[Shape labeling records]
++++++++++++++++++++
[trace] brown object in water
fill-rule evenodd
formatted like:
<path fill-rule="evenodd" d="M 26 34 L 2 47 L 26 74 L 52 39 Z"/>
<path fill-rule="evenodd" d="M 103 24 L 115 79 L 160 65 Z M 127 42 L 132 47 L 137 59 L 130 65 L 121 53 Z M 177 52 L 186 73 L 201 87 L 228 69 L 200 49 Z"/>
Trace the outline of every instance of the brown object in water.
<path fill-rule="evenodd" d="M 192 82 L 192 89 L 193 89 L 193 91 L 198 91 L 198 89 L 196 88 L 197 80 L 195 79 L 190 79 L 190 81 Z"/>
++++++++++++++++++++
Please retype all of the items above, character for character.

[trace] brown object in water
fill-rule evenodd
formatted like:
<path fill-rule="evenodd" d="M 26 34 L 2 47 L 26 74 L 52 39 Z"/>
<path fill-rule="evenodd" d="M 103 24 L 115 79 L 160 65 Z M 127 42 L 132 47 L 137 59 L 130 65 L 121 53 Z M 177 52 L 186 73 L 201 87 L 228 69 L 200 49 Z"/>
Trace the outline of every instance of the brown object in water.
<path fill-rule="evenodd" d="M 192 82 L 192 89 L 193 89 L 193 91 L 198 91 L 198 89 L 196 88 L 197 80 L 195 79 L 190 79 L 190 81 Z"/>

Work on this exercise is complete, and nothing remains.